## Information provided
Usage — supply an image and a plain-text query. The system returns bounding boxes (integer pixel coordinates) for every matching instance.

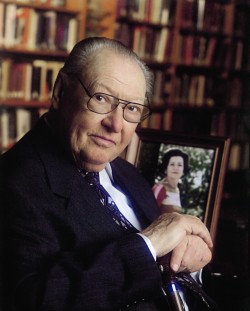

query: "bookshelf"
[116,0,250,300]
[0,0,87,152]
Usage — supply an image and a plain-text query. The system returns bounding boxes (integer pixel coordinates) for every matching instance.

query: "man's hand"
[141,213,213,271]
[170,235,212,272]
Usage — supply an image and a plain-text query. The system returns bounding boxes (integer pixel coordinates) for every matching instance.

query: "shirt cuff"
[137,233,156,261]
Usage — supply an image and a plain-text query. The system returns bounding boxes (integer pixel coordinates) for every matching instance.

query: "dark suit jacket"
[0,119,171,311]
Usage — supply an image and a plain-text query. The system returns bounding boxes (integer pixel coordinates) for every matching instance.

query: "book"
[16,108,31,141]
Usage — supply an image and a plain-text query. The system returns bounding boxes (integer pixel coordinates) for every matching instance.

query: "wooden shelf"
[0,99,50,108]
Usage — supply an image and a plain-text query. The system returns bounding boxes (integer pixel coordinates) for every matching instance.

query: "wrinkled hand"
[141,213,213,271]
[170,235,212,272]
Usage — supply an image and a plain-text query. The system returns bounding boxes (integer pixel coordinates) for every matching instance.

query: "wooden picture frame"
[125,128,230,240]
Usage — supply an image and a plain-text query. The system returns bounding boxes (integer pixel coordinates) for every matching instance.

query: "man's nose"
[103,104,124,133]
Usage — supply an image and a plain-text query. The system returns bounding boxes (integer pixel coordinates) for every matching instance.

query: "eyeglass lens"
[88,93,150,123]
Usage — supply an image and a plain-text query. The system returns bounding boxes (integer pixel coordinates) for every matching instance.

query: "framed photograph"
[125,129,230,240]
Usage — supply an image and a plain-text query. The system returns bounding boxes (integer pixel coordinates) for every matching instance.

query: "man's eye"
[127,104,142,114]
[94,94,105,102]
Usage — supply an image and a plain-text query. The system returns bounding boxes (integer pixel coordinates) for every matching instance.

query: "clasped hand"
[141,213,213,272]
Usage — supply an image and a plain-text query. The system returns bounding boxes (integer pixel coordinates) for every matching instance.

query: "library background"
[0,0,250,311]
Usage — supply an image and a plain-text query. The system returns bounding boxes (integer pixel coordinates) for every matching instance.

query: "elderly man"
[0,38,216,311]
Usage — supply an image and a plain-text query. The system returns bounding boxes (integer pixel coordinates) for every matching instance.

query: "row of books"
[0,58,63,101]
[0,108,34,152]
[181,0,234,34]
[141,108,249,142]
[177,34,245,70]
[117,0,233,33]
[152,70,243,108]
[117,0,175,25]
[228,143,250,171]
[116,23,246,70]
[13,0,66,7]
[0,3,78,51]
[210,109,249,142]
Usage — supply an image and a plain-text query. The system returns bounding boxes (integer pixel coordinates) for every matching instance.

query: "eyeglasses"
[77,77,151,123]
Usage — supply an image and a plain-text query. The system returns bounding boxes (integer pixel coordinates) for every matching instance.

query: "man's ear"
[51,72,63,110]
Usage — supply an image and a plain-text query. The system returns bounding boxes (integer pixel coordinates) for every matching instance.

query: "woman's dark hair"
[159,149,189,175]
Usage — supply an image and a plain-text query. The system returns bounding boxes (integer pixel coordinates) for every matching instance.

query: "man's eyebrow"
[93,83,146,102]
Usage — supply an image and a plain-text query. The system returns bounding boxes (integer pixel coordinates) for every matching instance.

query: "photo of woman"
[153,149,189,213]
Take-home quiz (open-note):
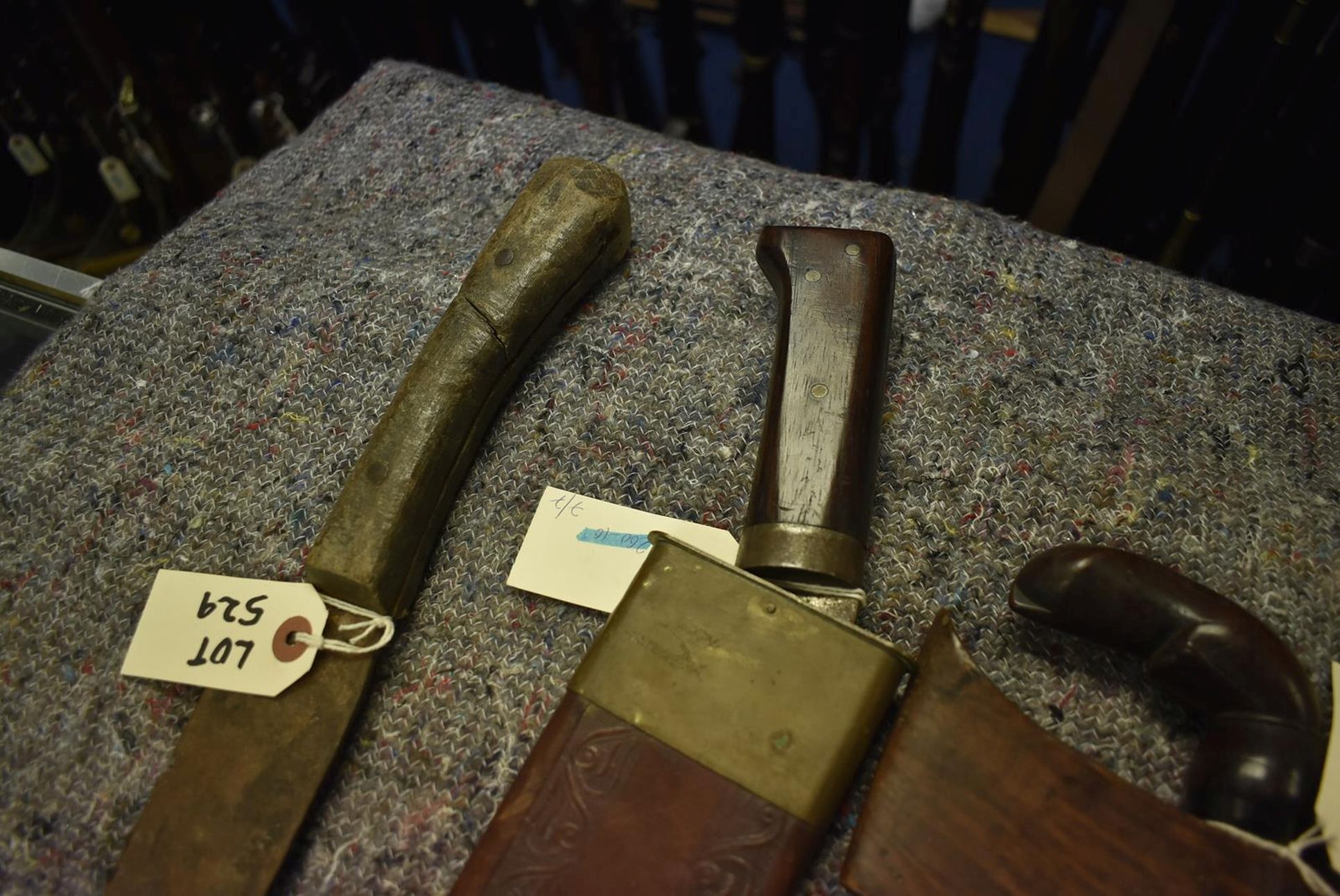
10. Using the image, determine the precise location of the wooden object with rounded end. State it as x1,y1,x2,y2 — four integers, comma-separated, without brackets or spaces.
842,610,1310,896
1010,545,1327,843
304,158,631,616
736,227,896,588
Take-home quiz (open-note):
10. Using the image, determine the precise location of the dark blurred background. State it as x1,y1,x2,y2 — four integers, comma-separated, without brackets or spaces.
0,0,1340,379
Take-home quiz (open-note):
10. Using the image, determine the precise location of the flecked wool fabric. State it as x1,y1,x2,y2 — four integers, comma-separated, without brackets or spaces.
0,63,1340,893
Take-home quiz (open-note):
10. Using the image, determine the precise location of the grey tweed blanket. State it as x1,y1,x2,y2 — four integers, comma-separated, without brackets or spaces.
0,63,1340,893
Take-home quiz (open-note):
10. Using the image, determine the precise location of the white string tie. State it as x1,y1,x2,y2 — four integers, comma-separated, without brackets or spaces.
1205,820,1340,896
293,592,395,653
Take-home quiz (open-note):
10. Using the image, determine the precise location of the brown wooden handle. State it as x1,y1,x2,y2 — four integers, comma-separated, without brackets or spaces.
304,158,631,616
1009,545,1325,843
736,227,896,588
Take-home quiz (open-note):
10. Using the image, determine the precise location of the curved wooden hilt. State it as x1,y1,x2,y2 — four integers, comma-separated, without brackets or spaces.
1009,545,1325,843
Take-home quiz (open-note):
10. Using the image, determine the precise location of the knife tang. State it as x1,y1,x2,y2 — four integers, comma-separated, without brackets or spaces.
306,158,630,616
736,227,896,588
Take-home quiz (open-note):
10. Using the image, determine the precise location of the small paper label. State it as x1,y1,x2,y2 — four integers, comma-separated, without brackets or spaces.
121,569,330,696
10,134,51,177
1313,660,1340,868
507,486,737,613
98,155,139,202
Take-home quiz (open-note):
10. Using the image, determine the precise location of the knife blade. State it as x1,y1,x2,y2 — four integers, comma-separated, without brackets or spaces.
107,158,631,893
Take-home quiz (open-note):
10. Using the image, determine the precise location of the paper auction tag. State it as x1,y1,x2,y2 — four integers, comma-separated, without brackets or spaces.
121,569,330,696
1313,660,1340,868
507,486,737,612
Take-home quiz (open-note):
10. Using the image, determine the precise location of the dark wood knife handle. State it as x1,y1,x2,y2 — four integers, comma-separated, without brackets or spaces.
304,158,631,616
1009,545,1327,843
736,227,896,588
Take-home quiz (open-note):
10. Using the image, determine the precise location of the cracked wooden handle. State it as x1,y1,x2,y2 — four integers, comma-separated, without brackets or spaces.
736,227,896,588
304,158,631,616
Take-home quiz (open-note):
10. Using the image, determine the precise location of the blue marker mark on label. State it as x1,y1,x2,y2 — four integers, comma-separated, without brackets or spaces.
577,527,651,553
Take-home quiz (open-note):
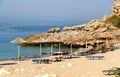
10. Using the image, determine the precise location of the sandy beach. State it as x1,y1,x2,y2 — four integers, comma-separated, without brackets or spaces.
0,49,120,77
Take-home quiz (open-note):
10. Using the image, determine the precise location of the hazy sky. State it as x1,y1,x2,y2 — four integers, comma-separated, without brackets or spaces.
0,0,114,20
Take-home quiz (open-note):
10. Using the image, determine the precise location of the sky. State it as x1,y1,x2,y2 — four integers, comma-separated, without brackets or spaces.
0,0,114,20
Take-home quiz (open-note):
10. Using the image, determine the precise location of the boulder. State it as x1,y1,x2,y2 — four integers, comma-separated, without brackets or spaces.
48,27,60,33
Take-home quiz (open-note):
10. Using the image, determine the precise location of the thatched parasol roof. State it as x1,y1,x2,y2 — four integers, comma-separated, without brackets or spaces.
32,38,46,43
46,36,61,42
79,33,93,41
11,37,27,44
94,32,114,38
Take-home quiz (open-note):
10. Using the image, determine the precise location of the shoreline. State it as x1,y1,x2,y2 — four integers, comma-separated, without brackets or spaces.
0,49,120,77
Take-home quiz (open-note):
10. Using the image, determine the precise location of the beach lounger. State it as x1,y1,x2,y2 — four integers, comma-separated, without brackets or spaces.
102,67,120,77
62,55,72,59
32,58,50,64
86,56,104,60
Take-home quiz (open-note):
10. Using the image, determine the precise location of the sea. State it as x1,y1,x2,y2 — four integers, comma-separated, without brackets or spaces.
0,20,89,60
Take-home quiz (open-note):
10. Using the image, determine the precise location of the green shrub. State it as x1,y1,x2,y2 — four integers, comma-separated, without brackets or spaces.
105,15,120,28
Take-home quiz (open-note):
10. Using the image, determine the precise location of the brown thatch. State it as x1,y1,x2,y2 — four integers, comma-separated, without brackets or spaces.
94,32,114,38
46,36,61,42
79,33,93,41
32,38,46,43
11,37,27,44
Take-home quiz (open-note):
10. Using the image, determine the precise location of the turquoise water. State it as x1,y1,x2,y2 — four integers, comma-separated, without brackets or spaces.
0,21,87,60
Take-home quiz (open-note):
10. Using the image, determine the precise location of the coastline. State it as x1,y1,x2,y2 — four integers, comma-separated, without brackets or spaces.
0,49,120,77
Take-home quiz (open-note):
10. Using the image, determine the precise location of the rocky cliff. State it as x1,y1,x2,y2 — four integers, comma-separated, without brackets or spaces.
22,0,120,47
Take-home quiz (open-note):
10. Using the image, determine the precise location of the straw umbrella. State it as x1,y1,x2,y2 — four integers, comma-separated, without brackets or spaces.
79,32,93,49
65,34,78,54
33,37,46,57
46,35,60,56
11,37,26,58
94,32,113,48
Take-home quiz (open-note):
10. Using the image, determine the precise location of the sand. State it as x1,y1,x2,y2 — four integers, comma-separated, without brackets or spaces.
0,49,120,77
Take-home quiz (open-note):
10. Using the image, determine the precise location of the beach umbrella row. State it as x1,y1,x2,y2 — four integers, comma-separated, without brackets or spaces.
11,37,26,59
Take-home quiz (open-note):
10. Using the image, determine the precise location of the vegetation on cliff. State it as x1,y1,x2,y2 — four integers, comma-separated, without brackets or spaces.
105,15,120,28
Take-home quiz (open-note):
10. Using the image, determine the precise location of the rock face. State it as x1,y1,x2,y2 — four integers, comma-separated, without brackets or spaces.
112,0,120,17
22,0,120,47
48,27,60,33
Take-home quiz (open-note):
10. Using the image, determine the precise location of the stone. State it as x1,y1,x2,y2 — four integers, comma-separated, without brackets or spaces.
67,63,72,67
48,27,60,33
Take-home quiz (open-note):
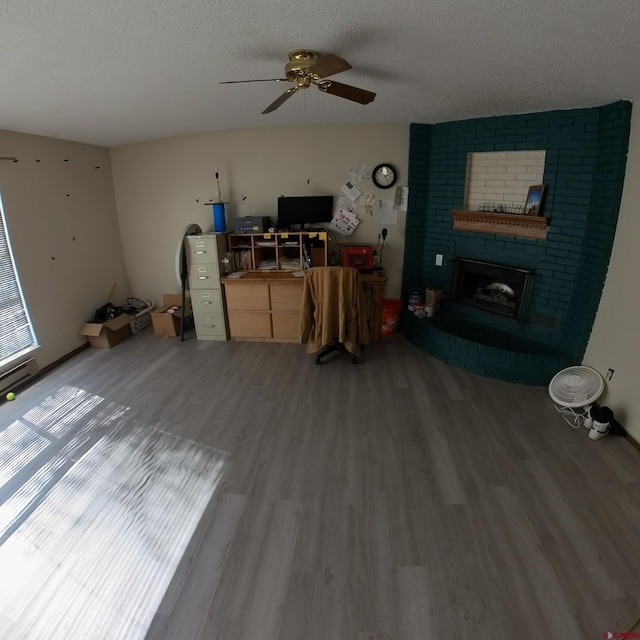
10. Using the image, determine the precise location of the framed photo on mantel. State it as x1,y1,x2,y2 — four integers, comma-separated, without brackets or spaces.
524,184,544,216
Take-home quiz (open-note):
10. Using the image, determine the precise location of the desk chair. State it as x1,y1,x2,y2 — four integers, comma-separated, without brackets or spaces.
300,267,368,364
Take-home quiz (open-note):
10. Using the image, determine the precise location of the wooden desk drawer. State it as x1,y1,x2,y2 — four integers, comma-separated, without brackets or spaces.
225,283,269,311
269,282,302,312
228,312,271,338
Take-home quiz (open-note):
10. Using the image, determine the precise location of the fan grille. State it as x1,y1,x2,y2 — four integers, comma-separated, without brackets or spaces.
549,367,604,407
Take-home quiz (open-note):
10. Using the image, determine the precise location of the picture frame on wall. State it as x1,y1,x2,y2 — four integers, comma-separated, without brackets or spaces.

## Instructions to follow
Put the lines above, from the first one through the one containing "[0,119,171,311]", into a two-column CSV with the header row input,output. Give one row per line, with its text and its answer each in a single quoted field, line breaks replaced by spaces and the pictures left out.

## Completed task
input,output
"Usage — supply an image and a plain-text query. The system returns bounding boxes (integer pixel coordinates) for every matching instance. query: ""bookshelf""","[116,0,250,300] [0,0,87,152]"
"Usage — supply an image and a plain-text query. The system returns bounding boxes (integer pixel coordinates) for every matching instance. query: ""man's hand""","[141,213,213,271] [170,235,212,272]"
"Usage — supply an image and a plain-text query. The system returns bounding boxes (integer pixel coordinates) for every matching instance. query: ""shirt cuff""","[137,233,156,261]"
"Usage — supply an image and a plain-text query. The system returns bounding boxes (integer pixel coordinates) for every matching instance. query: ""dark suit jacket""","[0,119,171,311]"